Instructions to follow: Report every line of the entries below that contains the word "gloved". Case counts.

── Provided records ──

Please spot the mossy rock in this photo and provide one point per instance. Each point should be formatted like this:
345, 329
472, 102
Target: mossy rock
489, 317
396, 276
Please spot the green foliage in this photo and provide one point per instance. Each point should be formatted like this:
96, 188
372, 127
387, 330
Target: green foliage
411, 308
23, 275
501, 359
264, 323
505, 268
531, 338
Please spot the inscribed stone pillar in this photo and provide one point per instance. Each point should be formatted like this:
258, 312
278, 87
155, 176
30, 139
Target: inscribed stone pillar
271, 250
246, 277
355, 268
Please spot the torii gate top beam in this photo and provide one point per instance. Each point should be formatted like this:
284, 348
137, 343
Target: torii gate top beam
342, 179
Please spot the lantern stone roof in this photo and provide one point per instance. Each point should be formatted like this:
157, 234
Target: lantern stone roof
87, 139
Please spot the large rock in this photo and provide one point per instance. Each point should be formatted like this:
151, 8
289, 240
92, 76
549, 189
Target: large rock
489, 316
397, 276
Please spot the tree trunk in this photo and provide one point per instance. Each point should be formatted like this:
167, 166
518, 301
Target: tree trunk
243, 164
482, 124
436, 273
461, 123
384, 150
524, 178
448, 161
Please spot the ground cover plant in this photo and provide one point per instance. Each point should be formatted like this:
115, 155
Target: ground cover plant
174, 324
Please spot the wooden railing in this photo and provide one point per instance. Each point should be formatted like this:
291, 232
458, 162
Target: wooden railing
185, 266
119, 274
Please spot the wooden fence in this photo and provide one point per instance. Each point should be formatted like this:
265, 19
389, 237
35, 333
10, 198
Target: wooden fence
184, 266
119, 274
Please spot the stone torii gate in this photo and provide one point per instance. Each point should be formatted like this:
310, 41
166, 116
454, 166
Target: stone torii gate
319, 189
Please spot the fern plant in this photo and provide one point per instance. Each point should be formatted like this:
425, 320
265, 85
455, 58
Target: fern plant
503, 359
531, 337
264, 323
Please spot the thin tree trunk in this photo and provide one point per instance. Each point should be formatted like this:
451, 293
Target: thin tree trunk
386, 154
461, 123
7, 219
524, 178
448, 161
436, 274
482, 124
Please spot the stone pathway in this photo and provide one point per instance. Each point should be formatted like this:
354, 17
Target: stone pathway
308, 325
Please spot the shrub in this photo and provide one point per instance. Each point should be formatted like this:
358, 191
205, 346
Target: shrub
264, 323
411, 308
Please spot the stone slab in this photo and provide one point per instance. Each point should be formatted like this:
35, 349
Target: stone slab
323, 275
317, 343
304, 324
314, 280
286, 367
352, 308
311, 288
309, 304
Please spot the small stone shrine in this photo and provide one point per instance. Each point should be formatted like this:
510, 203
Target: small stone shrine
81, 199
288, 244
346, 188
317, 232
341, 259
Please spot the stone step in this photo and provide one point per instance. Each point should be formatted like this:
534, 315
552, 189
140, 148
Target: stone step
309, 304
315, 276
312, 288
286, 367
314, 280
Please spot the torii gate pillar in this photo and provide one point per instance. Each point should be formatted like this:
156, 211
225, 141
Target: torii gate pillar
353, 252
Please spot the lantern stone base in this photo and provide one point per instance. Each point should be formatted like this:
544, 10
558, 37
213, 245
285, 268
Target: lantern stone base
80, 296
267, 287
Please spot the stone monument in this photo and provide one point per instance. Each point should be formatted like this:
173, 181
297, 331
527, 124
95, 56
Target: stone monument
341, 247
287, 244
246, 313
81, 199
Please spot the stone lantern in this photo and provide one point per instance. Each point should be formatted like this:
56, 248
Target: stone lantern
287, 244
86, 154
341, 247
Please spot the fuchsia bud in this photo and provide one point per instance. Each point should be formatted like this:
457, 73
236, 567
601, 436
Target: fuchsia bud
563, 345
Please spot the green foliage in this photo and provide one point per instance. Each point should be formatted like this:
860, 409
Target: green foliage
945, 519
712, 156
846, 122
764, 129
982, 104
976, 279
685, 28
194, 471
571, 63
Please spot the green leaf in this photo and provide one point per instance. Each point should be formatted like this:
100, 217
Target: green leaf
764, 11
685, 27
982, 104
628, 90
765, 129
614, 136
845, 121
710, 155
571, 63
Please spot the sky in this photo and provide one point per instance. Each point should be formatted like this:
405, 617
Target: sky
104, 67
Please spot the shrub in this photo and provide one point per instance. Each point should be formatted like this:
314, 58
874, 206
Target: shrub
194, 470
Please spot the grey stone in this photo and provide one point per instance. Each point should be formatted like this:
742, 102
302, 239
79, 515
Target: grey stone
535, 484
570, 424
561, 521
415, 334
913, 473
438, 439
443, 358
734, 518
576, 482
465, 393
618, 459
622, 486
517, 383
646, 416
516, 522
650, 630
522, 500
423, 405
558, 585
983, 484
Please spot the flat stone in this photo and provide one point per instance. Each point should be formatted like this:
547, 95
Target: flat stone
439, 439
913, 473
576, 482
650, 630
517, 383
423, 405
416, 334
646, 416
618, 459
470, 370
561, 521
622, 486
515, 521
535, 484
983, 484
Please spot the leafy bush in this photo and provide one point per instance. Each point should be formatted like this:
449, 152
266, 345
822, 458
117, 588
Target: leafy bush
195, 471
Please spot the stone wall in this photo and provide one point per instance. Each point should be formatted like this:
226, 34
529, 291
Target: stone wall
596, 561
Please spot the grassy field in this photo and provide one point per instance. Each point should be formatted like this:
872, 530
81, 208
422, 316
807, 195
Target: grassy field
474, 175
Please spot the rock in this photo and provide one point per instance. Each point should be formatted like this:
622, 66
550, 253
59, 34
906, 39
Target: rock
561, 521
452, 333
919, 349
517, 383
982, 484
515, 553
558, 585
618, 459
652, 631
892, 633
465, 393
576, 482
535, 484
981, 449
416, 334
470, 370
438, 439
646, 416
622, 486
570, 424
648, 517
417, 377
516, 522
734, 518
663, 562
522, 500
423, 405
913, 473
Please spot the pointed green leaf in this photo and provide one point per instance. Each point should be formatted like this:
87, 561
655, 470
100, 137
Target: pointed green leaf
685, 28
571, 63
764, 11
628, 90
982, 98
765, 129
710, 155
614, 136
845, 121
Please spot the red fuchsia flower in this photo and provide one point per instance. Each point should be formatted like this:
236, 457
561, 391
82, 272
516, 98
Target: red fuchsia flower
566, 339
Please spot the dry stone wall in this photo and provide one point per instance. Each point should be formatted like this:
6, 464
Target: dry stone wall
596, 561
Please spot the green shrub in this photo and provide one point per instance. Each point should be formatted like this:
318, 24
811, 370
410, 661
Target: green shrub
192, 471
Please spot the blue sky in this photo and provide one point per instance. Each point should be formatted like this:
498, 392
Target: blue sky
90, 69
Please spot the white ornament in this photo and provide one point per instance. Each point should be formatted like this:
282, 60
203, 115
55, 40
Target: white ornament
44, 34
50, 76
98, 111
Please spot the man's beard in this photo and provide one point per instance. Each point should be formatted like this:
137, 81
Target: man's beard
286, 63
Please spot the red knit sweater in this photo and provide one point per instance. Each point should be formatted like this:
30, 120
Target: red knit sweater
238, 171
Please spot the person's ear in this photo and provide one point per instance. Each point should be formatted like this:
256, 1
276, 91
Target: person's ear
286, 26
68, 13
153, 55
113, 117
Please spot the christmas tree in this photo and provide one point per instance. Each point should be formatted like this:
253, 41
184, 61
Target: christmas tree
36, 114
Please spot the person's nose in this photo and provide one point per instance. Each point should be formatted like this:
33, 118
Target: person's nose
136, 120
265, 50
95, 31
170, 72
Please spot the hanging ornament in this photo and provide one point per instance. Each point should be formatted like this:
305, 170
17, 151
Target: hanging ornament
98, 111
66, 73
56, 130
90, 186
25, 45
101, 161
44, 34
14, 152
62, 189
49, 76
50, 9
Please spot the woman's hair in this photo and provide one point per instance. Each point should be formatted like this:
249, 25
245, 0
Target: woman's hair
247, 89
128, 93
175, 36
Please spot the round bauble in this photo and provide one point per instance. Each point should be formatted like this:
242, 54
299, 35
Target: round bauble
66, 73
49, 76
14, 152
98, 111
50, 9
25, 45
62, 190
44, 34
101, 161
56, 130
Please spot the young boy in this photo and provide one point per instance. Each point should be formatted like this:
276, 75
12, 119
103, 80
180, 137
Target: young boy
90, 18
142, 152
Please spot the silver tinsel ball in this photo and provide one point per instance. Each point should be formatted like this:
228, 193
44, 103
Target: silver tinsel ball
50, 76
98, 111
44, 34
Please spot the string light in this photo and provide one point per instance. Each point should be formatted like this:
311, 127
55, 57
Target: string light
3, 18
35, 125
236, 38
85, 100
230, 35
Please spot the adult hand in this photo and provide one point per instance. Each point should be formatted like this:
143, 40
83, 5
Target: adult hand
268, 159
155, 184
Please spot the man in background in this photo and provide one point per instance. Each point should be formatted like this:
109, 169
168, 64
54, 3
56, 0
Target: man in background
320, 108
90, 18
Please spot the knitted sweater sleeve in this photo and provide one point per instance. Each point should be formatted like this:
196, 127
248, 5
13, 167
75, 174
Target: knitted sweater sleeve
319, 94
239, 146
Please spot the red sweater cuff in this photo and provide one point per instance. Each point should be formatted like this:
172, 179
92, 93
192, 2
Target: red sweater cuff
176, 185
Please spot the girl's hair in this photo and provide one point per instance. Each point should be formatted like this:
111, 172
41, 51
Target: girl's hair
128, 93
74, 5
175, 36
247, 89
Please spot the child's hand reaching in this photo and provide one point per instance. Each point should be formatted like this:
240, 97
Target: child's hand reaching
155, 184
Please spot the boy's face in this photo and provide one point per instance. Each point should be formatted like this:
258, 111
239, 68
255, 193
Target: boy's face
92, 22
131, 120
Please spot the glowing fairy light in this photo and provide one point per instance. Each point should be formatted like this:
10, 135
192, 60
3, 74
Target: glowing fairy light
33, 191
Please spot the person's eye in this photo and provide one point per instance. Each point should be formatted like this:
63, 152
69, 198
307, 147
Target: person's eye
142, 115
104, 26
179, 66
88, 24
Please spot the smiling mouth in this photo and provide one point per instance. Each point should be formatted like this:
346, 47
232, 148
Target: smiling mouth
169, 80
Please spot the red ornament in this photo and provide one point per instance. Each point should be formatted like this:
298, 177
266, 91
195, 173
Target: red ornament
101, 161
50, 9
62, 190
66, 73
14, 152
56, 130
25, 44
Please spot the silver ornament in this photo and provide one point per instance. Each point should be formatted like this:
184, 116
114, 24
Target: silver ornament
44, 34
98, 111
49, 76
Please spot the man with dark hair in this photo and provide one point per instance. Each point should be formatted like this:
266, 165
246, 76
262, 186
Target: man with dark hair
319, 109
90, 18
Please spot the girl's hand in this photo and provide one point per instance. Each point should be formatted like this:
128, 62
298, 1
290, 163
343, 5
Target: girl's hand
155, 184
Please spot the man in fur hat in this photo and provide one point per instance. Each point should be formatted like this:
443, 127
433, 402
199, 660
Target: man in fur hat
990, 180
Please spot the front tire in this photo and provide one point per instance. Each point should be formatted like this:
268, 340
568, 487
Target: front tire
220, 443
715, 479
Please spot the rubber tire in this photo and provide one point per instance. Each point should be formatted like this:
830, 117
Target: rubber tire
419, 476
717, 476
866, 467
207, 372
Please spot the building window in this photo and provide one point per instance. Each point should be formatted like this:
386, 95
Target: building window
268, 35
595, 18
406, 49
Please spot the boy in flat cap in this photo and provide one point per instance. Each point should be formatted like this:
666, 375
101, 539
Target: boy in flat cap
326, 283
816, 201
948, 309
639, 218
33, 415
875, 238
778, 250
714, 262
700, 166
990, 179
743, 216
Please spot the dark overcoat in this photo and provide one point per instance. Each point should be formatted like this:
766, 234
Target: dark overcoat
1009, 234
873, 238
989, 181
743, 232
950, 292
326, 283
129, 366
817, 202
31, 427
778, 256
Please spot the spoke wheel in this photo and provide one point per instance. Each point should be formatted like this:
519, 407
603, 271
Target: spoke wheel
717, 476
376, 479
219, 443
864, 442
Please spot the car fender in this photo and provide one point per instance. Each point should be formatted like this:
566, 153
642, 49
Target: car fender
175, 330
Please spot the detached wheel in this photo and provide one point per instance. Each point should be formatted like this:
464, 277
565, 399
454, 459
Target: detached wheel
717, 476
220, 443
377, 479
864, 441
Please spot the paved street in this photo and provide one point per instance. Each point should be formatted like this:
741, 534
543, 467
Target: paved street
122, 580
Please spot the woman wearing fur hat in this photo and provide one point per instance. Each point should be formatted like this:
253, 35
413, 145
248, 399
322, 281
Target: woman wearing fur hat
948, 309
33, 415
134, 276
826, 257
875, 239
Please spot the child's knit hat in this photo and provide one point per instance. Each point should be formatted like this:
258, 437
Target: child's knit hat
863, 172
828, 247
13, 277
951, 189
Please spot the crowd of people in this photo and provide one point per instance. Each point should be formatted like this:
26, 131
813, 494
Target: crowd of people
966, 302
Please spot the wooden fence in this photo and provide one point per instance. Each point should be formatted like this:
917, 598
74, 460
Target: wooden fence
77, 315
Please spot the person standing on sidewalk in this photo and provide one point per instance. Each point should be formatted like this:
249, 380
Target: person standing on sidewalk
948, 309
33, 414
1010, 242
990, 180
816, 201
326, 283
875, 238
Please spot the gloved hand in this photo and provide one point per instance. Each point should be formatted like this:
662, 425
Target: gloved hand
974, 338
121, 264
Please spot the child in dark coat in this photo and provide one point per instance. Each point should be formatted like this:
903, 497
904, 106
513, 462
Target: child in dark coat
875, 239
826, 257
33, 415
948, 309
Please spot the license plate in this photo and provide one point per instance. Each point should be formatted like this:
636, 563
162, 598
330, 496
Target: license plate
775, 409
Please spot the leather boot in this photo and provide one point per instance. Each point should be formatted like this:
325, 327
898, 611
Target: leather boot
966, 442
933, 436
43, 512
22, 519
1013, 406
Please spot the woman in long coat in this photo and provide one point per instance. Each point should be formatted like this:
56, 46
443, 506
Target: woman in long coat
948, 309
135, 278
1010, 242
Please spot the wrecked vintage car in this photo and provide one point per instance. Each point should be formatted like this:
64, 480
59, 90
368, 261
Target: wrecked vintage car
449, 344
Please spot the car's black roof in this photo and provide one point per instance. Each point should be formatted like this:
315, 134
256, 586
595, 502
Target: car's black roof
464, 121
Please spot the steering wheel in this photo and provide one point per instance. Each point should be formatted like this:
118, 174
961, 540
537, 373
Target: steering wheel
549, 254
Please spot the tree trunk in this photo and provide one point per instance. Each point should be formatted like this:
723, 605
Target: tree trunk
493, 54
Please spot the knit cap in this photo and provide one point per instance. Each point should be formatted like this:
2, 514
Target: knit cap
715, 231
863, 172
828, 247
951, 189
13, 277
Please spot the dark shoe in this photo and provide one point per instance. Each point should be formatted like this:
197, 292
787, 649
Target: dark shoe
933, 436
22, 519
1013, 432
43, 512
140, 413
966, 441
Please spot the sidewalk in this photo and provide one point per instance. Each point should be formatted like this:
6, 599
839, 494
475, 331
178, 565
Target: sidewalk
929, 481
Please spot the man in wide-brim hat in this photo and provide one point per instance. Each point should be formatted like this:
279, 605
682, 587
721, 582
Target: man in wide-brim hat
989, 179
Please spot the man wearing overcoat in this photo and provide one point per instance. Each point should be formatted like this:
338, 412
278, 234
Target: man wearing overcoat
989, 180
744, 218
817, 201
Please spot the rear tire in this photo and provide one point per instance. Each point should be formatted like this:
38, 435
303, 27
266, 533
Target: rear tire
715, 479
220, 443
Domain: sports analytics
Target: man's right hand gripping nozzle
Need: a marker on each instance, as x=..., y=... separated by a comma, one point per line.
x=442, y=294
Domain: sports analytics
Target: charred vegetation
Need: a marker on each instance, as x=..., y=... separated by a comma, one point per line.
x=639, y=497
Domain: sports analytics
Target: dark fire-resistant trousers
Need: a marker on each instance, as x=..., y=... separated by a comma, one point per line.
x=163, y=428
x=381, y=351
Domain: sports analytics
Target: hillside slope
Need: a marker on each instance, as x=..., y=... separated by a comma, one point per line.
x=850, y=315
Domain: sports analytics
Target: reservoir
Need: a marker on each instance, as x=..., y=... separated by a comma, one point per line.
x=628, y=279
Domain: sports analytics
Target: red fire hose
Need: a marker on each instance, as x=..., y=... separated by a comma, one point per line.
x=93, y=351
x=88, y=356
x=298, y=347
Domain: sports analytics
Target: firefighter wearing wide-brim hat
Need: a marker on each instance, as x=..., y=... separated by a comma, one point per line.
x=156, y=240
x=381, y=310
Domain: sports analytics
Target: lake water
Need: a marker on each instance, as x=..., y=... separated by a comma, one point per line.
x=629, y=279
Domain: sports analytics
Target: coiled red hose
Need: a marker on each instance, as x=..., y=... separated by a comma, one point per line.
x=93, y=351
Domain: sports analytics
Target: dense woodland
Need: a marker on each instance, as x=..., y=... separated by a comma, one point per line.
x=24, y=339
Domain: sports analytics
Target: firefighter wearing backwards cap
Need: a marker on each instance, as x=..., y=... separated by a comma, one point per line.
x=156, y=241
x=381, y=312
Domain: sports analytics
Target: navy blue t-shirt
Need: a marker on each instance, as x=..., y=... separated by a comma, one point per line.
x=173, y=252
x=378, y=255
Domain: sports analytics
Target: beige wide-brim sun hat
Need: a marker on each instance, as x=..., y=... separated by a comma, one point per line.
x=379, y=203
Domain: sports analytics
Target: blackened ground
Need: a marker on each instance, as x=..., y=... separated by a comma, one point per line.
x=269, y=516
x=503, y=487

───

Result of the exercise:
Please spot the gloved hand in this photo and provide one point per instance. Each point should be formatted like this:
Target: gloved hand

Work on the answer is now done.